▶ **What this task involves**: Rewrite the part of the PXR study text between "MicroRNAs (miRNAs or" and "cells to sorafenib.", inclusive, changing "online tools" to "web-based tools".

▶ **Text shown**:
★ ★ ★

CONCLUSION: Our study suggests that targeting PXR by miR-140-3p is a promising strategy for enhancing sorafenib's efficacy during HCC treatment.

Introduction

Pregnane X receptor (PXR) is a member of the nuclear receptors (NRs) protein family (classified as NR1I2).1,2 In mammal cells, PXR could function as a transcription factor that could be activated by endogenous or exogenous ligands, in turn leading to the transcription of downstream genes, eg, CYP/CYP450 (CYP450) or ATP-binding cassette (ABC), which often participate in drug-resistance or drug-metaboloisms.3,4 Previously, PXR was considered as one of the key regulators mediating the expression of phase I, II or III drug metabolism enzymes (DMEs) to accelerate the clearance of exogenous drugs to protect the human body and liver organ from drug-induced injuries.5–7 Recently, PXR has also been considered to play an important role in the resistance of antitumor drugs.8,9 Our recent study indicated that sorafenib, an oral molecular-targeted antitumor agent, enhances its own clearance in hepatocellular carcinoma (HCC) cells via enhancing the activation of PXR during treatment.11 Although current researches are focusing on PXR as a potential target to overcome drug-resistance of HCC treatment, the approaches targeting PXR have been poorly developed.

MicroRNAs (miRNAs or miRs) are a series of RNAs which repress the targeted messenger RNAs (mRNAs) via recognizing and interacting their 3′-untranslated regions (3′-UTR), and miRs have critical roles in regulating proliferation, metastasis or apoptosis of human cancer cells.12,13 Many miRs have been applied for regulating cancers’ progress via targeting cancer-related signaling pathways.14,15 In the present work, we identified miRNAs potentially targeting PXR. By screening a series of miRNAs via online tools, PXR would be a target of miR-140-3p. Transfection of miR-140-3p decreased the expression of PXR or its downstream genes and enhanced the sensitivity of HCC cells to sorafenib.

Materials and methods

Plasmids and reagents

The expression vector of PXR with a mutation of miR-140-3p target sequences in 3′-UTR was constructed and purchased from Vigene Corporation, Jinan City, Shandong Province, People’s Republic of China. For cell-based experiments, the mimic miR-140-3p (Cat. no 4464070) and miR-140-3p inhibitor (Cat. no 4464088) was purchased from Thermo Fisher Scientific (Waltham, MA, USA). MHCC97-H (a highly metastatic cell line of HCC) and HepG2 (a cell line of HCC) cell lines were purchased from the Type Culture Collection of the Chinese Academy of Sciences (Shanghai, People’s Republic of China), the culture collection center of the Chinese government. Cells were preserved in our laboratory; maintaining conditions are described in our previous work.16,17 Control miRNA (random molecular agent), was a gift from Dr Mingyang Li in the General Hospital of Chinese PLA. For animal experiments, a vector with miR-140-3p was constructed and purchased from Vigene Corporation. Sequences of miR-140-3p were prepared into lentivirus particles. The antitumor agent sorafenib (Cat. no S7397) was purchased from Selleck Corporation, Houston, TX, USA. For cell culture experiments, sorafenib were carefully dissolved in dimethyl sulfoxide (DMSO) and the concentrations of sorafenib in DMSO were 10, 3, 1, 0.3, 0.1, 0.03 or 0.01 mmol/L. For subcutaneous tumor experiments, sorafenib (4 mg) was dissolved by a mixture of DMSO (15 µL), PEG400 (60 µL) and Tween80 (40 µL). Then, the solution was carefully added with physiological saline to a total volume 2 mL. This sorafenib-containing solution was named as Sor-Sol. Rifampicin (Cat. no HY-B0272), which is a typical agonist of PXR, was purchased from MedChem Express (MCE) (Monmouth Junction, NJ, USA). Rifampicin was dissolved in DMSO and the indicated concentrations of rifampicin in DMSO were 10, 3, 1, 0.3, 0.1, 0.03 or 0.01 mmol/L.

★ ★ ★

▶ **Data provided**:
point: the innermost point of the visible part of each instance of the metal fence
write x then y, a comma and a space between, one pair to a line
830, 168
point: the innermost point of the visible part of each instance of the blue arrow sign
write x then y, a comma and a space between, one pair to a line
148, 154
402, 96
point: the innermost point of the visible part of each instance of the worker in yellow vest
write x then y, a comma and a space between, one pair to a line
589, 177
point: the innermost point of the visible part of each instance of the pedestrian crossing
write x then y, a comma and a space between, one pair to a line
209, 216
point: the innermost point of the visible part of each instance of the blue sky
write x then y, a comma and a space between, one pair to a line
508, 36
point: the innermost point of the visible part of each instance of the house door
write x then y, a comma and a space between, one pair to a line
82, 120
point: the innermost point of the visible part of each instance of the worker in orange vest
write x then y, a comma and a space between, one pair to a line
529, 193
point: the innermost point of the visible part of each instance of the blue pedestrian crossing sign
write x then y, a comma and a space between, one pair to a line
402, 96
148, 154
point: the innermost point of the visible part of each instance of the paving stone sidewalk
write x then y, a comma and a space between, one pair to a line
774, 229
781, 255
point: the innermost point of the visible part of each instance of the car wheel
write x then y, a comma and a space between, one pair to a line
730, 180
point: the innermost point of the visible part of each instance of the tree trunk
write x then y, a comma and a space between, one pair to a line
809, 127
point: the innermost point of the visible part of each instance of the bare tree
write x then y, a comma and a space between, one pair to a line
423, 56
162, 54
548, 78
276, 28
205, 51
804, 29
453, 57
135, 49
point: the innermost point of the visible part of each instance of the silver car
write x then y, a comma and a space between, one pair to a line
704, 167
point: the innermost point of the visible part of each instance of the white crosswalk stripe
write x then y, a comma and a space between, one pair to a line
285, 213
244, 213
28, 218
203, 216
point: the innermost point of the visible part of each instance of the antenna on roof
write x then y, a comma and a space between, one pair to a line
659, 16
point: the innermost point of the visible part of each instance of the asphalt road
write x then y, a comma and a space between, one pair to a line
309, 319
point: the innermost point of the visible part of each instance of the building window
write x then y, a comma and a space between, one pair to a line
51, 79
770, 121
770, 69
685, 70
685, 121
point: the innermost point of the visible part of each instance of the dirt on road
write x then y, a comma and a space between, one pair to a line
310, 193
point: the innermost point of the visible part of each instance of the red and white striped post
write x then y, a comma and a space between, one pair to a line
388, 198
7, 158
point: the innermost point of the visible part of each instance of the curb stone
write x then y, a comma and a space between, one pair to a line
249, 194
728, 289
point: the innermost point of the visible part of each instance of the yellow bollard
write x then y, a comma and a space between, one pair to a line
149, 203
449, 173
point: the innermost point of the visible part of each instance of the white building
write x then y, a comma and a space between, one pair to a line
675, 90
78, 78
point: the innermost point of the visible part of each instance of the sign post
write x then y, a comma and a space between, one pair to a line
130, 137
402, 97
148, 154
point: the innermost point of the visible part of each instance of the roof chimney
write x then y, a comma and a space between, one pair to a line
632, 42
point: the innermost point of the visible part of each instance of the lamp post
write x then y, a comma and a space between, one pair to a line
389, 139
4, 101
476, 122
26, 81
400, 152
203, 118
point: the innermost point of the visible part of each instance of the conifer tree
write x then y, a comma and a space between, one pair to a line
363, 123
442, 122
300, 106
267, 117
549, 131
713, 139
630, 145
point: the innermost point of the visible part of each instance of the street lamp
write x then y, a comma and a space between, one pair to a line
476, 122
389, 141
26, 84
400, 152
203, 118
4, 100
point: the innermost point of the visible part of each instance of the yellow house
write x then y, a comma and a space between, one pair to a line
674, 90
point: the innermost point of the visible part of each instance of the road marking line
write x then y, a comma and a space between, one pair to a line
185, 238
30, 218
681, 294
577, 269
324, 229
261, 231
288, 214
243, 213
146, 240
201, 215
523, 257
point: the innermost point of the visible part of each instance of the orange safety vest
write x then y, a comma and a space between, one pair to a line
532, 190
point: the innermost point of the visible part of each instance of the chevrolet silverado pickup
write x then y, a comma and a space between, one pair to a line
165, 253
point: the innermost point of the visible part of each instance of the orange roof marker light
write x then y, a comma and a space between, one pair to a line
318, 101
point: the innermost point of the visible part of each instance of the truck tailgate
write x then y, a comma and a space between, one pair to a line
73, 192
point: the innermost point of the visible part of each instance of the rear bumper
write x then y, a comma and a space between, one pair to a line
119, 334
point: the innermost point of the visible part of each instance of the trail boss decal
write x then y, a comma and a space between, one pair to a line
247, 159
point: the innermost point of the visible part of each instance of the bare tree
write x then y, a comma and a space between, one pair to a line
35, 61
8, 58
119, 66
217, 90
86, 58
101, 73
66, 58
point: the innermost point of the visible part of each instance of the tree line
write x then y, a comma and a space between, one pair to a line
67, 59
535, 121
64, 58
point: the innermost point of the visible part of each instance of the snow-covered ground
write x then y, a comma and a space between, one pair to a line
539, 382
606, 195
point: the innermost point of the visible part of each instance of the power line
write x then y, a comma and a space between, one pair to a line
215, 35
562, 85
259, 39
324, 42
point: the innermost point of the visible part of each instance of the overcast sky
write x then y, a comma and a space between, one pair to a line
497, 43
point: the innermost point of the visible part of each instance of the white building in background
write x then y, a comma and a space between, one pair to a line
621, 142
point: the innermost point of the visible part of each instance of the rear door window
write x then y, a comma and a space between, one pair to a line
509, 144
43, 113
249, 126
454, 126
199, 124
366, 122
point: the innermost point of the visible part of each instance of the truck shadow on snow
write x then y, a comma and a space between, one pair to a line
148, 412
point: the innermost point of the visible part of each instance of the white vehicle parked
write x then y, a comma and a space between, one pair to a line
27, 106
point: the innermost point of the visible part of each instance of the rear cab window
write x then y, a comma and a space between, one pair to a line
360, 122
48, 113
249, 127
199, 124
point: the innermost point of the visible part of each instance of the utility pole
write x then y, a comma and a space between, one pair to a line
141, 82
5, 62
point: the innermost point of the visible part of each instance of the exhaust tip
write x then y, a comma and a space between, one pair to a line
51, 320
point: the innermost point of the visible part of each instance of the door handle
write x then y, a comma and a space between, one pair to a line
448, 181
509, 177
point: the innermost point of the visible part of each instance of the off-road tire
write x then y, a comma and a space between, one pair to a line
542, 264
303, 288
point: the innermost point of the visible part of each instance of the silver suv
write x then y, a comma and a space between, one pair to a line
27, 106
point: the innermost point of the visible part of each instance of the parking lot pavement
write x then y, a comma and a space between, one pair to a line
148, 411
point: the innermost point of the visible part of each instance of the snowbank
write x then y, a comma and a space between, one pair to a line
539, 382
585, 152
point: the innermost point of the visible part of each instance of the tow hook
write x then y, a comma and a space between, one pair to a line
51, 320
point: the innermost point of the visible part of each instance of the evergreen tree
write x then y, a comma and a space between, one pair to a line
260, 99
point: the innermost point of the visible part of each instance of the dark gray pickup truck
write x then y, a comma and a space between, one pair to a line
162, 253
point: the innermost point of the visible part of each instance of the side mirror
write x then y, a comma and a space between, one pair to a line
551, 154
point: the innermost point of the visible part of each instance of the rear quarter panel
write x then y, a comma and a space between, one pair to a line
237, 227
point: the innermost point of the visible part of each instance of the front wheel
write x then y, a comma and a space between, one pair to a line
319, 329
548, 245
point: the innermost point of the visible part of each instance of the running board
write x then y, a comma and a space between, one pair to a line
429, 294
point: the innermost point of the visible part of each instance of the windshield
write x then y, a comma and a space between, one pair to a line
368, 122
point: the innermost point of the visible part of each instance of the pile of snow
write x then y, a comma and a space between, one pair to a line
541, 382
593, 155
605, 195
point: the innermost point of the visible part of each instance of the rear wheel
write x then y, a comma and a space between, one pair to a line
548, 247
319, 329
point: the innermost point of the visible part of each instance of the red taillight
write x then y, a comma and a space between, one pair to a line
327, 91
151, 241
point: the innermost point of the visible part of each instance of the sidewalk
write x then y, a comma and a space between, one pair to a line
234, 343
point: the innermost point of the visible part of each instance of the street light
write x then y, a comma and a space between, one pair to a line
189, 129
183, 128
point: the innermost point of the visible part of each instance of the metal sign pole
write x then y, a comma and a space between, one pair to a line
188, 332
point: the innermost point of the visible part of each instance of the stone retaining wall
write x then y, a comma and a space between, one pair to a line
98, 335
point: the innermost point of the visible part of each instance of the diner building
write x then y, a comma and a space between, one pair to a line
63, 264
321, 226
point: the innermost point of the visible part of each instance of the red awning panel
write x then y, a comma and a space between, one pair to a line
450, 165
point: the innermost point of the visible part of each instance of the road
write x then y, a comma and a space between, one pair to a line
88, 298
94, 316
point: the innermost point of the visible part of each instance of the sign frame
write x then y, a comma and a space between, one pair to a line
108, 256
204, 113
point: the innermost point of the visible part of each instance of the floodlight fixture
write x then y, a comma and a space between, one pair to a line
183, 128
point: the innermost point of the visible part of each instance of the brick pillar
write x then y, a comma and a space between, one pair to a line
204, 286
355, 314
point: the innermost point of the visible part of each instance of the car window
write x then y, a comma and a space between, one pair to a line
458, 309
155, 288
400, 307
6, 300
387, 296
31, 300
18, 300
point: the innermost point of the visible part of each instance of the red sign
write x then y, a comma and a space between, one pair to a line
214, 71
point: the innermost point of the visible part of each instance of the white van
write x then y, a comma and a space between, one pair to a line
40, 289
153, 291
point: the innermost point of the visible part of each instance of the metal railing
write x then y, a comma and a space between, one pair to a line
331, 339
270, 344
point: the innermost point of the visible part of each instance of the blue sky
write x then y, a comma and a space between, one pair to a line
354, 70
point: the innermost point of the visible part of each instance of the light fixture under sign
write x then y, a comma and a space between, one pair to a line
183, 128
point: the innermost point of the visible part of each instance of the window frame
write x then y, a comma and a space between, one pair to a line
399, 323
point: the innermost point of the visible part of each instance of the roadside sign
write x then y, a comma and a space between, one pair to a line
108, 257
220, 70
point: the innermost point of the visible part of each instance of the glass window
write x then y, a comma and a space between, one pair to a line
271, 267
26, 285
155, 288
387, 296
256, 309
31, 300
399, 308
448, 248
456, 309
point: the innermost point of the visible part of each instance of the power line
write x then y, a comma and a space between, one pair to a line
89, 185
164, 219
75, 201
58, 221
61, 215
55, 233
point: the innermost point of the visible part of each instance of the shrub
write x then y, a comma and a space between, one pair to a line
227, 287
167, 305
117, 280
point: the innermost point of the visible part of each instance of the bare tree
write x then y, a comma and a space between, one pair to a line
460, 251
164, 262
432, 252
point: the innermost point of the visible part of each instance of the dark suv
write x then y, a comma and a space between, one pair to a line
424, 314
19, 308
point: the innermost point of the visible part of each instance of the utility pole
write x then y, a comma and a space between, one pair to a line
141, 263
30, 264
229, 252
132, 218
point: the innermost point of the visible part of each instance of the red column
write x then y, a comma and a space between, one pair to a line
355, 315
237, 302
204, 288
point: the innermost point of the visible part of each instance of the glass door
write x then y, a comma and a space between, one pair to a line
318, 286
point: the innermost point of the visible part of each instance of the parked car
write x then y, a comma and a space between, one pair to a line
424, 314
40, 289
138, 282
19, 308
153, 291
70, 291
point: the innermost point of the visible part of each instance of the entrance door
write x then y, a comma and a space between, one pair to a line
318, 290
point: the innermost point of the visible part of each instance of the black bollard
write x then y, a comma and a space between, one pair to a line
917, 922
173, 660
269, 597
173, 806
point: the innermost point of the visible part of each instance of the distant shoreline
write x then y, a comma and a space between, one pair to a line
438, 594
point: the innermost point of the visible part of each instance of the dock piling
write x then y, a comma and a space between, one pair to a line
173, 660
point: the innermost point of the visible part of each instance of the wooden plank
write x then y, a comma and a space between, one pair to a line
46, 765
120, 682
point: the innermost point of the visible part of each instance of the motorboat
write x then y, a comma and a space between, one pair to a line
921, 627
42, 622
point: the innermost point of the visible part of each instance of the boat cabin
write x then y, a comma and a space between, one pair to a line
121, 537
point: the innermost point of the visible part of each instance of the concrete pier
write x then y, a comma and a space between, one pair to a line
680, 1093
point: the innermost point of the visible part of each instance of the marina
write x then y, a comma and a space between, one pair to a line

★ ★ ★

▶ **Result below**:
MicroRNAs (miRNAs or miRs) are a series of RNAs which repress the targeted messenger RNAs (mRNAs) via recognizing and interacting their 3′-untranslated regions (3′-UTR), and miRs have critical roles in regulating proliferation, metastasis or apoptosis of human cancer cells.12,13 Many miRs have been applied for regulating cancers’ progress via targeting cancer-related signaling pathways.14,15 In the present work, we identified miRNAs potentially targeting PXR. By screening a series of miRNAs via web-based tools, PXR would be a target of miR-140-3p. Transfection of miR-140-3p decreased the expression of PXR or its downstream genes and enhanced the sensitivity of HCC cells to sorafenib.